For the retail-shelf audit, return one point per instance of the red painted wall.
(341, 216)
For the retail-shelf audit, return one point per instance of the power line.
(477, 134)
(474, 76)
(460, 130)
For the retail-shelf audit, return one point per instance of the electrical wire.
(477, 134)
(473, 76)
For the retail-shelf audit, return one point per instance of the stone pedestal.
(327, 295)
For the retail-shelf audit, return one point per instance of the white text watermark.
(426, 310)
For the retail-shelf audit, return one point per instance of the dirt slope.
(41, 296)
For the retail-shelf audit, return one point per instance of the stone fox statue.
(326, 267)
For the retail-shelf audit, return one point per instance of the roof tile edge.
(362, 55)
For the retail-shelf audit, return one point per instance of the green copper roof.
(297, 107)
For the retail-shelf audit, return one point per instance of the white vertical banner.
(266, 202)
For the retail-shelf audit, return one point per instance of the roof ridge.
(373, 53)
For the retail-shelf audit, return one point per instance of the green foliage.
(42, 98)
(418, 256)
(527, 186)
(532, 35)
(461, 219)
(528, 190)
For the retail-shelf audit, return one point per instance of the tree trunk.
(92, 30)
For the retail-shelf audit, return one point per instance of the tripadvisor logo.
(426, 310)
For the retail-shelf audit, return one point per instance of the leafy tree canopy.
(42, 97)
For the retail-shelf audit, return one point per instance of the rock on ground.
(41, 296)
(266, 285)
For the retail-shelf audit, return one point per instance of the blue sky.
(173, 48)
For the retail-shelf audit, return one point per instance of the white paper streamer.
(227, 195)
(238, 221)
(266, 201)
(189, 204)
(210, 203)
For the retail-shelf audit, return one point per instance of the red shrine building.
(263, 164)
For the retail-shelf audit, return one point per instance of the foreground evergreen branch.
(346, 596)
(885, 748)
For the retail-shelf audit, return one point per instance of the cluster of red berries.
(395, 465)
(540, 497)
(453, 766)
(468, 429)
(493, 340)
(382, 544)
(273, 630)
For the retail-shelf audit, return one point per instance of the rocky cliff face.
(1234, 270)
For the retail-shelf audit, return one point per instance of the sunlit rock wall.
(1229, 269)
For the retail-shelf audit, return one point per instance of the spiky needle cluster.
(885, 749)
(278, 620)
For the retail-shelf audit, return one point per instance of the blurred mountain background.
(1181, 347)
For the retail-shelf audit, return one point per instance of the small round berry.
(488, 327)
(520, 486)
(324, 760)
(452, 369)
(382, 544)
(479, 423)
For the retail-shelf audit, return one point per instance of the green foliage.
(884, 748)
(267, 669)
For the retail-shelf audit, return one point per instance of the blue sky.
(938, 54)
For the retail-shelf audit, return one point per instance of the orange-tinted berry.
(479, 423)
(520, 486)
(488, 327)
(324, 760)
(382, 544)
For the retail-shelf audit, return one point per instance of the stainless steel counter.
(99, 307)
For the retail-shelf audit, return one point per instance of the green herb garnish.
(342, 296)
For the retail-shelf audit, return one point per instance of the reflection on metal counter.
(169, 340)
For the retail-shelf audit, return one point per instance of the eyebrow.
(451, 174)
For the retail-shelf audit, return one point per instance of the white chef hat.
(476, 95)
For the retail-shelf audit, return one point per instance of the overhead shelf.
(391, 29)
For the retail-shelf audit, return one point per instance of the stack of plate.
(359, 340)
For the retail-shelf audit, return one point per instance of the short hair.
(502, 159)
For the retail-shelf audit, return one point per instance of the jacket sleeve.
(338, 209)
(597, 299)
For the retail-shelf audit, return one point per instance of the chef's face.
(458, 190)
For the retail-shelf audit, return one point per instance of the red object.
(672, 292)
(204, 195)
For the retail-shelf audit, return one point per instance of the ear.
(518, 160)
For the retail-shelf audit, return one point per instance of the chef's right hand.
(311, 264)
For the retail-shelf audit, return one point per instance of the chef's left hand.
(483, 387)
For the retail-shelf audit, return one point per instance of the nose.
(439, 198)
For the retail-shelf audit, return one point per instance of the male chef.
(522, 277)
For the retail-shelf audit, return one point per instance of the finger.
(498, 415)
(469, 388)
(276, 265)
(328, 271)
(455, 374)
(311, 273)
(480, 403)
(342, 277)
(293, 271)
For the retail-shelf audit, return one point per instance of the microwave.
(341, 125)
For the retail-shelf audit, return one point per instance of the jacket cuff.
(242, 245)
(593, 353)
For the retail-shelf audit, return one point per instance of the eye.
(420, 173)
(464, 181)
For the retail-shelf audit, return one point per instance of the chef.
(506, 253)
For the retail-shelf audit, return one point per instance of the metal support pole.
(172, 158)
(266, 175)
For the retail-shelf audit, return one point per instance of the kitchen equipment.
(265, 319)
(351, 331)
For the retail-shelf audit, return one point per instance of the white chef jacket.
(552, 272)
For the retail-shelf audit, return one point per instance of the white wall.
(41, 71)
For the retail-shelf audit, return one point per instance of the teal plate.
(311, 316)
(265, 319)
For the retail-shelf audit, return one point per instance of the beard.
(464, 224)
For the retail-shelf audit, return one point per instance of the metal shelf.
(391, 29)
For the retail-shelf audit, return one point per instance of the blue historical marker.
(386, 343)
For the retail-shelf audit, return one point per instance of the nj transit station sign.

Exercise brief:
All of the entries need to be given again, word for word.

Task output:
For the retail-shelf audit, return one point per instance of the red painted wall.
(341, 216)
For the retail-shelf audit, return one point per instance of the power line.
(477, 134)
(474, 76)
(460, 130)
For the retail-shelf audit, return one point per instance of the electrical wire.
(477, 134)
(473, 76)
For the retail-shelf audit, return one point per instance of the stone pedestal.
(327, 295)
For the retail-shelf audit, return one point per instance of the white text watermark.
(426, 310)
For the retail-shelf audit, return one point per instance of the dirt slope.
(41, 296)
For the retail-shelf audit, return one point per instance of the stone fox statue.
(326, 267)
For the retail-shelf audit, return one point per instance of the roof tile edge.
(362, 55)
For the retail-shelf audit, return one point per instance of the green copper roof.
(297, 107)
For the retail-shelf audit, return one point per instance of the white vertical banner.
(266, 202)
For the retail-shelf audit, return one point per instance of the roof ridge.
(373, 53)
For the retail-shelf audit, return one point per instance of the green foliage.
(42, 98)
(418, 256)
(527, 186)
(532, 35)
(461, 219)
(528, 190)
For the retail-shelf audit, return one point per instance of the tree trunk.
(92, 30)
For the retail-shelf audit, return one point per instance of the tripadvisor logo.
(426, 310)
For the retail-shelf audit, return one point per instance of the leafy tree canopy.
(42, 97)
For the retail-shelf audit, return one point per instance of the rock on ground.
(41, 296)
(266, 285)
For the retail-shelf audit, return one point per instance of the blue sky.
(173, 48)
For the retail-shelf audit, return one point per instance of the white paper streamer.
(227, 195)
(238, 221)
(266, 201)
(189, 204)
(210, 203)
For the retail-shelf audit, return one point per instance of the red shrine building.
(263, 164)
For the retail-shelf audit, return one point per instance of the foreground evergreen branch.
(346, 596)
(885, 748)
For the retail-shelf audit, return one point per instance of the cluster of red berries.
(395, 465)
(540, 497)
(453, 766)
(468, 429)
(493, 340)
(382, 544)
(273, 630)
For the retail-shelf audit, return one point per instance of the rocky cliff face.
(1234, 270)
For the retail-shelf audit, return one point per instance of the sunlit rock wall.
(1229, 269)
For the retail-shelf audit, return one point per instance of the spiky needle cluster.
(885, 749)
(278, 620)
For the retail-shelf audit, return one point per instance of the blurred mountain background.
(1181, 347)
For the retail-shelf audit, return one point per instance of the small round berry.
(488, 327)
(520, 486)
(324, 760)
(452, 369)
(382, 544)
(479, 423)
For the retail-shelf audit, return one point per instance of the green foliage.
(884, 748)
(267, 669)
For the retail-shelf audit, return one point per instance of the blue sky.
(938, 54)
For the retail-shelf audit, return one point per instance of the orange-tinted berry.
(479, 423)
(520, 486)
(488, 327)
(324, 760)
(382, 544)
For the retail-shelf audit, return one point per instance of the stainless steel counter.
(99, 307)
For the retail-shelf audit, return one point per instance of the green herb garnish.
(342, 296)
For the retail-shelf audit, return one point per instance of the reflection on metal counter.
(169, 340)
For the retail-shelf audit, return one point per instance of the eyebrow.
(451, 174)
For the retail-shelf audit, return one point per instance of the white chef hat.
(476, 95)
For the retail-shelf audit, return one point per instance of the overhead shelf.
(391, 29)
For the retail-shelf audit, return one point per instance of the stack of plate.
(359, 340)
For the retail-shelf audit, return one point per instance of the short hair.
(502, 159)
For the retail-shelf audit, return one point per instance of the jacket sleeve.
(338, 209)
(597, 299)
For the retail-shelf audit, return one point per instance of the chef's face.
(458, 190)
For the retail-shelf audit, return one point per instance of the red object.
(672, 292)
(204, 195)
For the retail-shelf audit, return one point per instance of the ear.
(518, 160)
For the retail-shelf audit, return one point per instance of the chef's right hand.
(311, 264)
For the retail-shelf audit, return one point per instance of the chef's left hand.
(483, 387)
For the retail-shelf audit, return one point per instance of the nose.
(439, 198)
For the retail-shelf audit, return one point per instance of the male chef.
(522, 277)
For the retail-shelf audit, return one point per instance of the finger.
(498, 415)
(469, 388)
(276, 265)
(328, 271)
(455, 374)
(311, 273)
(480, 403)
(342, 277)
(293, 271)
For the retail-shelf audit, return one point per instance of the microwave.
(341, 125)
For the retail-shelf audit, return one point per instance of the jacket cuff.
(242, 245)
(593, 353)
For the retail-shelf audit, return one point per instance of the eye.
(420, 173)
(464, 181)
For the retail-shelf audit, return one point per instance of the chef.
(506, 253)
For the retail-shelf audit, return one point per instance of the metal support pole.
(172, 158)
(266, 175)
For the retail-shelf audit, return one point per instance of the kitchen equipment.
(265, 319)
(351, 331)
For the retail-shelf audit, return one point per instance of the white chef jacket.
(552, 272)
For the retail-shelf audit, return one point per instance of the white wall.
(41, 71)
For the retail-shelf audit, return one point per instance of the teal plate.
(311, 316)
(265, 319)
For the retail-shelf audit, return one point per instance of the beard.
(464, 224)
For the retail-shelf audit, return one point per instance of the metal shelf.
(391, 29)
For the retail-shelf audit, return one point per instance of the blue historical marker.
(386, 343)
For the retail-shelf audit, return one point per instance of the nj transit station sign.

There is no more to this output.